**Supplied material**
####################
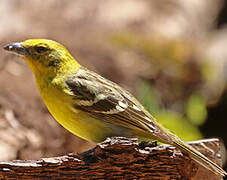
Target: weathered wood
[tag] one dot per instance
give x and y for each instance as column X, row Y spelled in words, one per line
column 118, row 158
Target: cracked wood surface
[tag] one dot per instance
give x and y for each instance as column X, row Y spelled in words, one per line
column 118, row 158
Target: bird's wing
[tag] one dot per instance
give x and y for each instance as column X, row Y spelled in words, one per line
column 105, row 100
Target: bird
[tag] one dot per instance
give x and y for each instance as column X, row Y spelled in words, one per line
column 89, row 105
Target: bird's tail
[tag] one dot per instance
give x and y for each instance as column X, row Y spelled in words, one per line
column 197, row 156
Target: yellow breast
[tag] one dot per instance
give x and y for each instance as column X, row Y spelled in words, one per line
column 60, row 105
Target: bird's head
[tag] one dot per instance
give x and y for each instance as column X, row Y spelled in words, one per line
column 43, row 56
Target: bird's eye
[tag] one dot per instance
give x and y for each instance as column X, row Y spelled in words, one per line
column 40, row 49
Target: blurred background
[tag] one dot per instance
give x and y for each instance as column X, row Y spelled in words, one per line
column 172, row 55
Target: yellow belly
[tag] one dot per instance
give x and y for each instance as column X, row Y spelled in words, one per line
column 60, row 105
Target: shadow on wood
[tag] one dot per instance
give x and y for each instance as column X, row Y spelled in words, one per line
column 118, row 158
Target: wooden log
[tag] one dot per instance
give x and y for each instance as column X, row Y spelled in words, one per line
column 118, row 158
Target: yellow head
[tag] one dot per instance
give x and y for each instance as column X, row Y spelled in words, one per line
column 44, row 57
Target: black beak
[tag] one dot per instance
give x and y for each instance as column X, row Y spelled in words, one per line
column 17, row 48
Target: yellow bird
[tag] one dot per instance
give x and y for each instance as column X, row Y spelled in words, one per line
column 89, row 105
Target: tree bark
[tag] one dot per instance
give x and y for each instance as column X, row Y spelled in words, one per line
column 118, row 158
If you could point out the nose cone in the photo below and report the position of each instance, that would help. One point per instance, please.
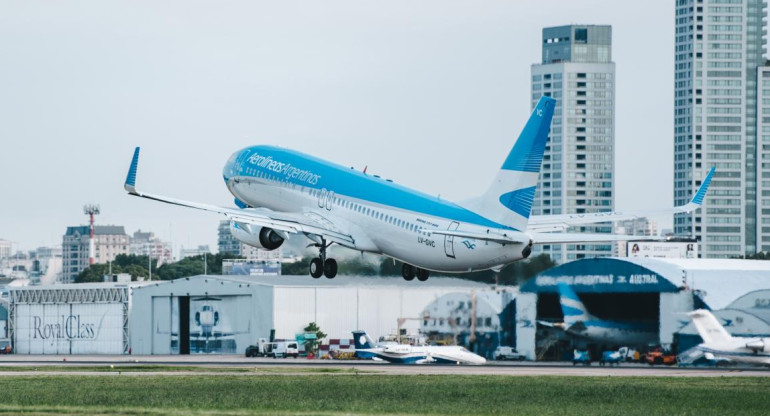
(233, 166)
(479, 360)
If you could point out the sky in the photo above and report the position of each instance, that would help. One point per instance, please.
(431, 94)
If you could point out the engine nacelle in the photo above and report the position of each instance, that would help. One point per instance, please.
(259, 237)
(760, 345)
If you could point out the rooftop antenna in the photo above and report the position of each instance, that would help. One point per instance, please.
(91, 210)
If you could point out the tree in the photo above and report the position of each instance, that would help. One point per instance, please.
(311, 345)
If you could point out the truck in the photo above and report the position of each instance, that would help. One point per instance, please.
(275, 349)
(282, 349)
(258, 349)
(610, 358)
(507, 353)
(581, 357)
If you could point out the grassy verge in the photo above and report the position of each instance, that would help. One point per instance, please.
(386, 394)
(142, 368)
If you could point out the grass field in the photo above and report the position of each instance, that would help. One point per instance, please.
(383, 394)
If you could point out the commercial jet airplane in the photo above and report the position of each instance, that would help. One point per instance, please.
(720, 345)
(579, 322)
(280, 192)
(409, 354)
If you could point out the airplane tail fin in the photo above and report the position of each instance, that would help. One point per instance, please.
(508, 200)
(708, 327)
(362, 340)
(573, 309)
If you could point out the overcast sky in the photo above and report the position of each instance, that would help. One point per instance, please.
(429, 93)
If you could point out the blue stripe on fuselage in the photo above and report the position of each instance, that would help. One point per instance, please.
(349, 182)
(634, 326)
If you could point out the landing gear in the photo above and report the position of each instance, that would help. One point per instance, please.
(422, 275)
(316, 268)
(321, 265)
(409, 272)
(330, 268)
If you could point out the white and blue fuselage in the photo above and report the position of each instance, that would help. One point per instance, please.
(386, 218)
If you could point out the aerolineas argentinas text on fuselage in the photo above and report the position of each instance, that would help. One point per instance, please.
(281, 193)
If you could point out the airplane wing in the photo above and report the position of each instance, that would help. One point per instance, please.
(545, 223)
(299, 223)
(514, 237)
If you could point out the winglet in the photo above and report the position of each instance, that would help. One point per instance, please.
(697, 199)
(130, 185)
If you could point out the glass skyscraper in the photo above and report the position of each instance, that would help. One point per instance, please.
(578, 171)
(719, 46)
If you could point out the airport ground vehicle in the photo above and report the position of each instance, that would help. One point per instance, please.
(507, 353)
(610, 358)
(282, 349)
(658, 356)
(629, 354)
(258, 349)
(581, 357)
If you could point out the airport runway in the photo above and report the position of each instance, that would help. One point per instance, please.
(126, 365)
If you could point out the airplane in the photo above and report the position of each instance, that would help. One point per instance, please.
(718, 344)
(280, 192)
(579, 322)
(408, 354)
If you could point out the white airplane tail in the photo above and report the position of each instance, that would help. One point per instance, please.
(709, 328)
(508, 200)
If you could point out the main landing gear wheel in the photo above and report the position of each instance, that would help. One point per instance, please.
(408, 272)
(321, 266)
(330, 268)
(422, 275)
(316, 268)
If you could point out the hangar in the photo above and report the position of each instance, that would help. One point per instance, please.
(226, 314)
(652, 290)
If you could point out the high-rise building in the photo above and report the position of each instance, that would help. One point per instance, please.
(229, 244)
(146, 244)
(192, 252)
(578, 171)
(109, 241)
(5, 250)
(763, 158)
(719, 45)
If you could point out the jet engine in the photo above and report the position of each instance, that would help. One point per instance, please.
(760, 345)
(259, 237)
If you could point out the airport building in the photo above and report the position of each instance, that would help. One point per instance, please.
(85, 318)
(226, 314)
(719, 47)
(578, 170)
(110, 240)
(657, 291)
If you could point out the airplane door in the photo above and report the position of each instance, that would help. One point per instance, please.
(449, 240)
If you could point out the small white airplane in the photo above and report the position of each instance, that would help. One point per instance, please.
(409, 354)
(579, 322)
(718, 344)
(280, 192)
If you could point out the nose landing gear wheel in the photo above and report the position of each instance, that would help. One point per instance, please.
(316, 268)
(407, 271)
(330, 268)
(422, 275)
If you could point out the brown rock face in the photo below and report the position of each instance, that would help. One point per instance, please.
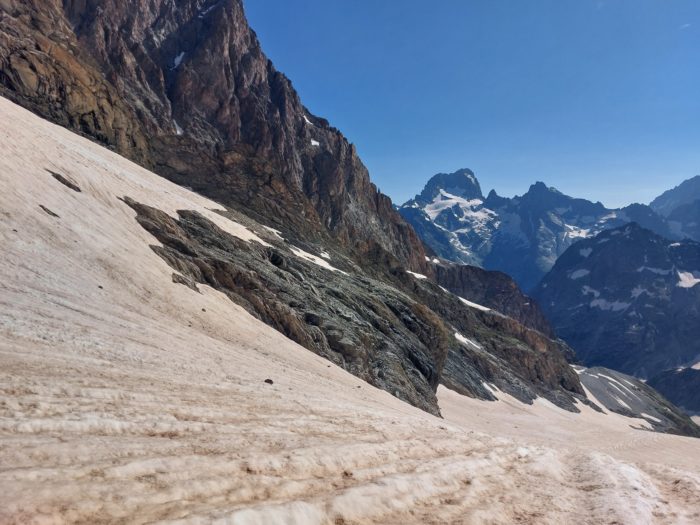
(42, 67)
(185, 89)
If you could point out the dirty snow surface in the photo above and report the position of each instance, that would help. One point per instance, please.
(127, 398)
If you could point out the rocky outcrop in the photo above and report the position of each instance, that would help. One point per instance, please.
(403, 336)
(685, 193)
(522, 236)
(681, 386)
(44, 68)
(494, 290)
(185, 89)
(627, 299)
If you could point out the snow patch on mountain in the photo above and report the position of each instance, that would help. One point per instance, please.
(578, 274)
(688, 279)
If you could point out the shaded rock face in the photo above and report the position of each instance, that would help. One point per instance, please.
(522, 236)
(627, 299)
(494, 290)
(184, 88)
(43, 67)
(680, 386)
(685, 193)
(623, 394)
(398, 336)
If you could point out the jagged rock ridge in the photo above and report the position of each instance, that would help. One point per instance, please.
(522, 236)
(185, 89)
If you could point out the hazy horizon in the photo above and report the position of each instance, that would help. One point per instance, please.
(596, 98)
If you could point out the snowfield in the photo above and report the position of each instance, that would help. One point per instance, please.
(128, 398)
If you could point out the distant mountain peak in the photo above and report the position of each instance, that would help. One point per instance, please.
(462, 183)
(686, 192)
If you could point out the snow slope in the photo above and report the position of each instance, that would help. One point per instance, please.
(128, 398)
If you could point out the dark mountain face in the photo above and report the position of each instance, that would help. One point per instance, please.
(685, 193)
(185, 89)
(626, 395)
(522, 236)
(685, 220)
(494, 290)
(627, 299)
(680, 386)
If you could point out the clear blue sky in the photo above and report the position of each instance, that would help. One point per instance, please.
(600, 98)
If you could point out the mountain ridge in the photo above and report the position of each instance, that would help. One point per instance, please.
(524, 235)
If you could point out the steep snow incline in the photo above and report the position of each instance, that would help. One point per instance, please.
(129, 398)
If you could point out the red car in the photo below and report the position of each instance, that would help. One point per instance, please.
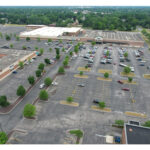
(126, 89)
(119, 81)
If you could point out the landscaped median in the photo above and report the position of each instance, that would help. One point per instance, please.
(81, 76)
(127, 74)
(104, 71)
(84, 69)
(146, 76)
(97, 108)
(104, 79)
(135, 114)
(74, 104)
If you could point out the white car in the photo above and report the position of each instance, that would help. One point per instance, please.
(42, 86)
(54, 83)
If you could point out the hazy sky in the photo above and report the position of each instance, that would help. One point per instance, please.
(75, 2)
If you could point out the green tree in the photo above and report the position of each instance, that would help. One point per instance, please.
(31, 80)
(41, 66)
(81, 73)
(27, 39)
(21, 91)
(3, 138)
(11, 45)
(48, 81)
(102, 104)
(69, 99)
(21, 64)
(47, 61)
(147, 124)
(3, 101)
(130, 79)
(106, 74)
(29, 111)
(24, 47)
(38, 73)
(61, 70)
(43, 95)
(127, 70)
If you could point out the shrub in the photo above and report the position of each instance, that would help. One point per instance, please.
(38, 73)
(119, 122)
(3, 138)
(29, 110)
(41, 66)
(43, 95)
(102, 104)
(106, 74)
(31, 80)
(81, 73)
(126, 70)
(47, 61)
(27, 39)
(69, 99)
(48, 81)
(130, 79)
(61, 70)
(21, 91)
(3, 101)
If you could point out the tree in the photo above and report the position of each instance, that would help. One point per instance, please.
(38, 73)
(3, 101)
(31, 80)
(125, 54)
(24, 47)
(41, 51)
(71, 53)
(61, 70)
(41, 66)
(130, 79)
(27, 39)
(119, 122)
(21, 64)
(106, 74)
(47, 61)
(29, 111)
(21, 91)
(43, 95)
(81, 73)
(47, 81)
(127, 70)
(69, 99)
(11, 45)
(38, 39)
(147, 124)
(3, 138)
(93, 43)
(102, 104)
(49, 40)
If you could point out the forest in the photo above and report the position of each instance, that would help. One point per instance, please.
(98, 18)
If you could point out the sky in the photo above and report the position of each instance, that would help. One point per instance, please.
(74, 2)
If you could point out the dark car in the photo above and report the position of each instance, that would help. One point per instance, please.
(125, 89)
(119, 81)
(96, 101)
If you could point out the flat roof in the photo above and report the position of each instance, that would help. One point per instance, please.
(49, 32)
(9, 56)
(137, 134)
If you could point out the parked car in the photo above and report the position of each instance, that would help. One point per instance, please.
(119, 81)
(125, 89)
(96, 101)
(42, 86)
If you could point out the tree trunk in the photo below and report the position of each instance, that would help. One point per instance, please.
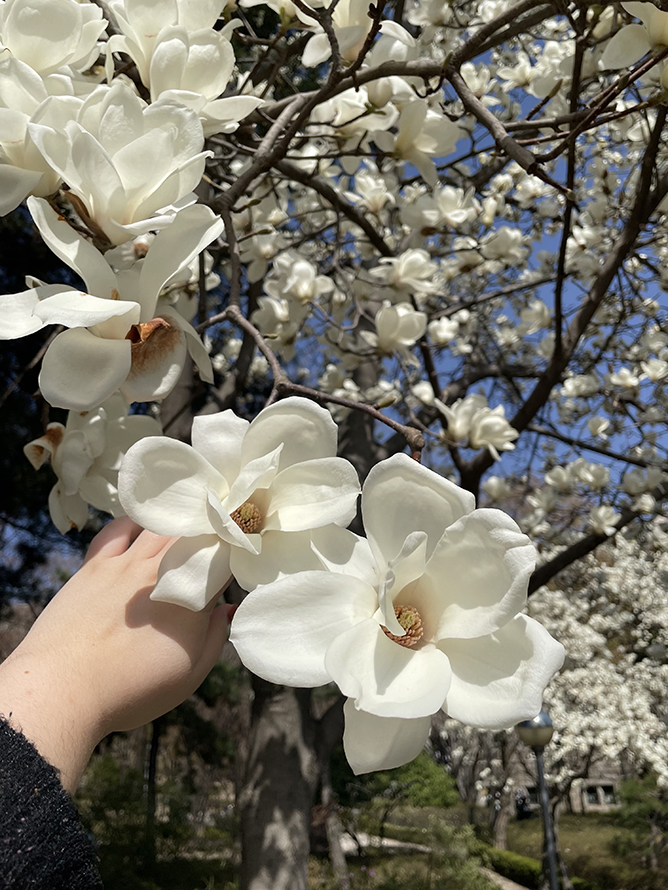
(157, 727)
(501, 821)
(278, 789)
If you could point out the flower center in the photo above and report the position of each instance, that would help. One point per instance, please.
(409, 618)
(247, 517)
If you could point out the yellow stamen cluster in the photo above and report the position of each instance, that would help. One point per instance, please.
(247, 517)
(409, 618)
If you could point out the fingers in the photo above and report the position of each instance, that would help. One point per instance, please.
(114, 539)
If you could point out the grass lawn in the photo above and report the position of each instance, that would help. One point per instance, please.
(593, 847)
####################
**What the task requires**
Rewrite the stretch of records from the line containing "If you could point out the yellow" through the end of the records, keeping every request as it stands. Add 83 to each coordinate in the answers.

**Answer below**
If you could point out the yellow stamen cluster in the photo above and report the position of each instance, that would help. One point per instance, please.
(330, 600)
(492, 701)
If you could point out the fingers in the photo above and report the position of each instance, that would help. One point per instance, please.
(197, 622)
If you could point out the grass lawn in the photo above and report the position of each instance, that would help. One point per instance, please.
(676, 930)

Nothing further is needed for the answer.